[PARTS OF THE EXERCISE]
**1)** In the review of Nick Hempton's album Night Owl, who plays the B3 organ?
**2)** Write the next part of the review of Nick Hempton's album Night Owl, starting after its last sentence.

[TEXT EXCERPT]
Note: song performed in video above is not on album.
When saxophonist Nick Hempton makes a record, he wants his audience to experience that record the same way that club patrons who come see his band perform live does. That’s why he made a series of recordings taped live, one at a time every six weeks after-hours at NYC’s famed Small’s Club. And he released each track as soon as they were recorded, with no edits, no overdubs. Catch and Release was novel in how it dribbled out to the public but five years hence, the only thing that really matters is the high quality of those performances themselves.
Hempton is back to the good ol’ fashioned way of releasing an entire album out once with Night Owl, due to drop February 22, 2019. But he’s also sticking with the “live-to-tape” method of documenting his performances, and this time his ‘studio’ is the GB’s Juke Joint nightclub in New York. The twist in this particular plot is that Nick Hempton is heading up a combo specializing in that greasy, funky soul-jazz popularized by the likes of Lou Donaldson, Grant Green and Stanley Turrentine.
For this kind of music, you gotta have a B3 organ player, and that guy is Kyle Koehler. Preeminent soul-jazz guitarist Peter Bernstein fills that ‘Grant Green’ role, and Fukushi Tainaka, a veteran of bands led by Donaldson, Dr. Lonnie Smith and Melvin Rhyne, mans the drums. To round out that Jimmy McGriff-in-a-Queens-bar sound, this taping method produced a gritty, mono audio that completes the time travel back to 1965. I think they even managed to record the cigarette smoke.

[EXCERPTED RECORDS]
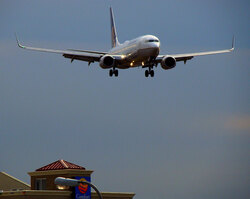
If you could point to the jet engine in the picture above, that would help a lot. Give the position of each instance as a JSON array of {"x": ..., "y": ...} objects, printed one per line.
[
  {"x": 168, "y": 62},
  {"x": 107, "y": 61}
]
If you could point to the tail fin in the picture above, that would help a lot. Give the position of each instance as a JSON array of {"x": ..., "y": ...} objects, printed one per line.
[{"x": 114, "y": 38}]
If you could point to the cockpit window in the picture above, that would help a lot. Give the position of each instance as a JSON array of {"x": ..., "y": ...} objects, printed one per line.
[{"x": 152, "y": 40}]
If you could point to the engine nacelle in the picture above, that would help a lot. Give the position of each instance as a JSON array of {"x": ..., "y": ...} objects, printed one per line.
[
  {"x": 107, "y": 61},
  {"x": 168, "y": 62}
]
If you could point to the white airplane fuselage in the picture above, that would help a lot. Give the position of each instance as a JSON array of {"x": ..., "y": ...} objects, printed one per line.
[
  {"x": 141, "y": 51},
  {"x": 137, "y": 52}
]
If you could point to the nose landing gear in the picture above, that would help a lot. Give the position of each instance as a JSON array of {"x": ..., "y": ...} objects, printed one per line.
[
  {"x": 113, "y": 71},
  {"x": 150, "y": 72}
]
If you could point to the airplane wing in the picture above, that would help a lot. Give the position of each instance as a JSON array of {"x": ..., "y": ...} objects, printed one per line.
[
  {"x": 188, "y": 56},
  {"x": 83, "y": 55}
]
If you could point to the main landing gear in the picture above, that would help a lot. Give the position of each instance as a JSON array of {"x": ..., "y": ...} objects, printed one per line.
[
  {"x": 149, "y": 72},
  {"x": 113, "y": 71}
]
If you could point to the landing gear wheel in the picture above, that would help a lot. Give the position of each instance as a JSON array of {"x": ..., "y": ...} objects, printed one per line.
[
  {"x": 110, "y": 72},
  {"x": 152, "y": 73}
]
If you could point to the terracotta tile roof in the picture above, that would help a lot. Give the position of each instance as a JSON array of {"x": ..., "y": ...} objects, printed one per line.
[{"x": 60, "y": 164}]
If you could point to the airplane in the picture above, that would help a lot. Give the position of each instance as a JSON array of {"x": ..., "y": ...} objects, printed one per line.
[{"x": 142, "y": 51}]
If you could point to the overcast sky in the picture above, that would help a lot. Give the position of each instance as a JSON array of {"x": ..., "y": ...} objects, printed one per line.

[ANSWERS BY TASK]
**1)** Kyle Koehler

**2)**
And what better way to kick off this program than with a blues? “Night Owl” is such a number written by Hempton complete with a Gene Ammons-grade soul tenor sax. The mid-tempo buoyant original boogaloo “10th Street Turnaround” is so evocative of the 60’s organ jazz sound, you’d swear Nick Hempton was playing another cover from that era. And of this batch of tunes “Macao Mood” swings the hardest, something Hempton can authoritatively do in his sleep, but it’s Koehler who contributes a rousing, burning solo.
“After You’ve Gone” was made into a bebop standard by Charlie Parker in the mid 40’s and Nick Hempton stays faithful to that treatment even with the organ present, switching to Parker’s weapon of choice the alto sax for the occasion. Hempton is back on alto for a funky blues-based song he composed called “Corner Bistro.”
Hempton pours the sugar from his tenor on Frank Sinatra’s nocturnal ballad “I’m A Fool To Want You,” and Bernstein likewise plays sweet ‘n’ tender on his turn. “I Remember Milady’s” features Tainaka’s Latin groove, while “Listen Hard, Speak Easy” has a tough, contemporary sway.
The deep soul of ’60s organ jazz is at the heart of Nick Hempton latest venture. It’s fair to state that he nailed that feeling on Night Owl.